— Text section —

BEGIN

I understand the temptation to wave away these warnings as mere projections. Thousands of years of history have lulled many of us into the false sense of security that automation is something that happens to other people’s jobs, never our own.

But for some, the fear that AI may one day take white-collar jobs is already a reality. In an ingenious study published this summer, US researchers showed that within a few months of the launch of ChatGPT, copywriters and graphic designers on major online freelancing platforms saw a significant drop in the number of jobs they got, and even steeper declines in earnings. This suggested not only that generative AI was taking their work, but also that it devalues the work they do still carry out.

Most strikingly, the study found that freelancers who previously had the highest earnings and completed the most jobs were no less likely to see their employment and earnings decline than other workers. If anything, they had worse outcomes. In other words, being more skilled was no shield against loss of work or earnings.

But the online freelancing market covers a very particular form of white-collar work and of labour market. What about looking higher up the ranks of the knowledge worker class?

For that, we can turn to a recent, fascinating Harvard Business School study, which monitored the impact of giving GPT-4, OpenAI’s latest and most advanced offering, to employees at Boston Consulting Group.

BCG staff randomly assigned to use GPT-4 when carrying out a set of consulting tasks were far more productive than their colleagues who could not access the tool. Not only did AI-assisted consultants carry out tasks 25 per cent faster and complete 12 per cent more tasks overall, their work was assessed to be 40 per cent higher in quality than their unassisted peers.

END

Retype the entire passage on AI and white-collar jobs word for word. The lines come from a different source.

— The data —
BEGIN

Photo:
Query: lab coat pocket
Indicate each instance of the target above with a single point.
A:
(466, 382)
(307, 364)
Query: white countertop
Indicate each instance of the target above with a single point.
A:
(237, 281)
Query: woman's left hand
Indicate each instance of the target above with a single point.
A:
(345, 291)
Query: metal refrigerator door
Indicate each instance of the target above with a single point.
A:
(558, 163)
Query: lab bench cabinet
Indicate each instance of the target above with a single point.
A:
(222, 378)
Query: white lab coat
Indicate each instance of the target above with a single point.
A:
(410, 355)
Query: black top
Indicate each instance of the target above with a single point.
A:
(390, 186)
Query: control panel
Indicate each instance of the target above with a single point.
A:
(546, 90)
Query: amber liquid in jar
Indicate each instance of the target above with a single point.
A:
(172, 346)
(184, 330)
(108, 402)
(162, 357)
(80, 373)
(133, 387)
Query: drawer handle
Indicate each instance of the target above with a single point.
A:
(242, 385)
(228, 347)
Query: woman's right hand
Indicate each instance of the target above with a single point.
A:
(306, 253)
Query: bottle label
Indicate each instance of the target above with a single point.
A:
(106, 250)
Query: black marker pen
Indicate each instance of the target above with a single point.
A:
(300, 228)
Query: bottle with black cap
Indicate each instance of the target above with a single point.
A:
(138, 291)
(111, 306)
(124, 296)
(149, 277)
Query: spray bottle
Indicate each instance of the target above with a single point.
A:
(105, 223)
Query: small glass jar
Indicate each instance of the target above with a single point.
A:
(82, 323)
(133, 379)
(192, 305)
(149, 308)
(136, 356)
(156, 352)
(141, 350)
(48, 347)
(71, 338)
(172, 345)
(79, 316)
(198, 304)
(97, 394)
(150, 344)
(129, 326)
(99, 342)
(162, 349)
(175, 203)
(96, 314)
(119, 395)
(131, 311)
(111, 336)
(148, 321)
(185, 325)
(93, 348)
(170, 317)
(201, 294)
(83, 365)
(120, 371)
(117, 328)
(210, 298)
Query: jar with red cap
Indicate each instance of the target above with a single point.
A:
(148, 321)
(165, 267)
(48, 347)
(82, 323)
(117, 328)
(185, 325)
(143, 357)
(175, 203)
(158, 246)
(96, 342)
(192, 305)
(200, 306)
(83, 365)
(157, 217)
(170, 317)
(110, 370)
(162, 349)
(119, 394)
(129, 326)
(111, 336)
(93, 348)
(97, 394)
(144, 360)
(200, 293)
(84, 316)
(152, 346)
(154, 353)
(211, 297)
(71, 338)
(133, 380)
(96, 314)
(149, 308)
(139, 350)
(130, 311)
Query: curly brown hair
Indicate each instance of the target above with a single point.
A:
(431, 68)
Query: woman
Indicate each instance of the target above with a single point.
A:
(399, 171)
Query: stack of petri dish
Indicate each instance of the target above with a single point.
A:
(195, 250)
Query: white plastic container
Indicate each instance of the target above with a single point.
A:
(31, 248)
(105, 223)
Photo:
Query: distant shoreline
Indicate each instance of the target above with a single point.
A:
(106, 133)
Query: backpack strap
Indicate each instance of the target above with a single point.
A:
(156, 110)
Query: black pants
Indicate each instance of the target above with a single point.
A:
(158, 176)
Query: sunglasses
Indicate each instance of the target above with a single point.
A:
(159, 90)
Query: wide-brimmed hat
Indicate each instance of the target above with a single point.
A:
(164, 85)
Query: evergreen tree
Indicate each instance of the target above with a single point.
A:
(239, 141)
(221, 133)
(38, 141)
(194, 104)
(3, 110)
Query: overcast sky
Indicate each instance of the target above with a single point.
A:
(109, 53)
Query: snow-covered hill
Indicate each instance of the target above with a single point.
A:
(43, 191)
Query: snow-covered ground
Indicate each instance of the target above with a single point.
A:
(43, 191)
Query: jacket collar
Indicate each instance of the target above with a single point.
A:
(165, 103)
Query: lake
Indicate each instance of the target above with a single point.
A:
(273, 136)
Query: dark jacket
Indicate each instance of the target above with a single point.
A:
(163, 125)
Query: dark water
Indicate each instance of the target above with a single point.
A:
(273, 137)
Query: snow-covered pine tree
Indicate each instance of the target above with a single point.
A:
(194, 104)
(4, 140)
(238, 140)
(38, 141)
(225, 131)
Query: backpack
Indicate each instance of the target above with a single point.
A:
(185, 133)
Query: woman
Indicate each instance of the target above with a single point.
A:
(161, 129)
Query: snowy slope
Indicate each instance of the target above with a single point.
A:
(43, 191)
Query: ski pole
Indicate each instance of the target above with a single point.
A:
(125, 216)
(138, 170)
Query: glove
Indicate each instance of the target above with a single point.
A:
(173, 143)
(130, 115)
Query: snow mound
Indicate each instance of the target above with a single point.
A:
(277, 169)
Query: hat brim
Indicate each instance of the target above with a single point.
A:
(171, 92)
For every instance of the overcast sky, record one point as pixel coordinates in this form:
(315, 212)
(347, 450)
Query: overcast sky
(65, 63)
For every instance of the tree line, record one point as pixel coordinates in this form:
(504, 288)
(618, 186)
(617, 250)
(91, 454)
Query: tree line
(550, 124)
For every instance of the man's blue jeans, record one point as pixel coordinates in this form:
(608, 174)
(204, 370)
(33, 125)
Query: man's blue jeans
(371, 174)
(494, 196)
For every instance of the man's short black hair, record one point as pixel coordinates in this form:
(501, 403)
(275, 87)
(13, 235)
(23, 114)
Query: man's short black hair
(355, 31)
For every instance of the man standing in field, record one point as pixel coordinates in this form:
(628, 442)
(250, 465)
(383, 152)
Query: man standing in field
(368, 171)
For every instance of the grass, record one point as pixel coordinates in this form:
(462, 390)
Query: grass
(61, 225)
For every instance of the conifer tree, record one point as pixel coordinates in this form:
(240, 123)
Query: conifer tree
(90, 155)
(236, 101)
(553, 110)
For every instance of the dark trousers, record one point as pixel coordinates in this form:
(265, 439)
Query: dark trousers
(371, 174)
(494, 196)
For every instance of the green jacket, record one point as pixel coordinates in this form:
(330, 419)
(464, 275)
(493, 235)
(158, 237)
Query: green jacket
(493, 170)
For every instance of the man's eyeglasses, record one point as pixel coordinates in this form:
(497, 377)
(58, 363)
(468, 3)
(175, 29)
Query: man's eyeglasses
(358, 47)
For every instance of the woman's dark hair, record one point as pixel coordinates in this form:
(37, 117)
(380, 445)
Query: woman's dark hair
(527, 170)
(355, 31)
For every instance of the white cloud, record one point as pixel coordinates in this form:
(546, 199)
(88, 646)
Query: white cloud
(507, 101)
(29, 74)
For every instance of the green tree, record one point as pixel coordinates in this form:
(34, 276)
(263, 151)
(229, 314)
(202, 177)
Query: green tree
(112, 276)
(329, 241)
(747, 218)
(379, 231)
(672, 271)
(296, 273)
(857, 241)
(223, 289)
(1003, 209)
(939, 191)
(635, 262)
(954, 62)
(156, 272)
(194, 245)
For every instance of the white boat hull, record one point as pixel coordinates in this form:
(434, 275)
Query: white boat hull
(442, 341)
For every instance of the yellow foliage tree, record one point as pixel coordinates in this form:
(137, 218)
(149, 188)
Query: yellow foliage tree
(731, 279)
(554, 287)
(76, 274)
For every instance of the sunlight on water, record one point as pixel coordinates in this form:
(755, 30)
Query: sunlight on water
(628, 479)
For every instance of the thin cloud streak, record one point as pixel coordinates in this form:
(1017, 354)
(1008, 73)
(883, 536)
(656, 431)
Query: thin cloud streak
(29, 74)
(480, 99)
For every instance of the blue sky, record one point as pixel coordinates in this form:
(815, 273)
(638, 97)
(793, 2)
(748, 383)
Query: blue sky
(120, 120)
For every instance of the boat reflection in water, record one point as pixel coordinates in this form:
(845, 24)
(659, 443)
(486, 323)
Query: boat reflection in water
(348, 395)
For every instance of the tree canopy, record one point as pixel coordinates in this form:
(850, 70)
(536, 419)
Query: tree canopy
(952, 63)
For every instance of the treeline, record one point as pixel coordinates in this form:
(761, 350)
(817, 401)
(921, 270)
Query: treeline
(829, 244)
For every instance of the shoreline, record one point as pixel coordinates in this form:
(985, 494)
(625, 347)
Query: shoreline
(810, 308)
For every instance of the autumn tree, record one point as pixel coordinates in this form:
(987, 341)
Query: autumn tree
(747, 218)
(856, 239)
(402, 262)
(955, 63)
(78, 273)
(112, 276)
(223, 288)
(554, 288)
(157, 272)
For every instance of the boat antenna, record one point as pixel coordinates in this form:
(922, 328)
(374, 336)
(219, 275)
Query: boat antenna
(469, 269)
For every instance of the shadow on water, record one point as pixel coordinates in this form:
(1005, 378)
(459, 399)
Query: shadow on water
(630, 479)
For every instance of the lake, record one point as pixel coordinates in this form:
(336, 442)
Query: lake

END

— Solved exercise —
I understand the temptation to wave away these warnings as mere projections. Thousands of years of history have lulled many of us into the false sense of security that automation is something that happens to other people’s jobs, never our own.

But for some, the fear that AI may one day take white-collar jobs is already a reality. In an ingenious study published this summer, US researchers showed that within a few months of the launch of ChatGPT, copywriters and graphic designers on major online freelancing platforms saw a significant drop in the number of jobs they got, and even steeper declines in earnings. This suggested not only that generative AI was taking their work, but also that it devalues the work they do still carry out.

Most strikingly, the study found that freelancers who previously had the highest earnings and completed the most jobs were no less likely to see their employment and earnings decline than other workers. If anything, they had worse outcomes. In other words, being more skilled was no shield against loss of work or earnings.

But the online freelancing market covers a very particular form of white-collar work and of labour market. What about looking higher up the ranks of the knowledge worker class?

For that, we can turn to a recent, fascinating Harvard Business School study, which monitored the impact of giving GPT-4, OpenAI’s latest and most advanced offering, to employees at Boston Consulting Group.

BCG staff randomly assigned to use GPT-4 when carrying out a set of consulting tasks were far more productive than their colleagues who could not access the tool. Not only did AI-assisted consultants carry out tasks 25 per cent faster and complete 12 per cent more tasks overall, their work was assessed to be 40 per cent higher in quality than their unassisted peers.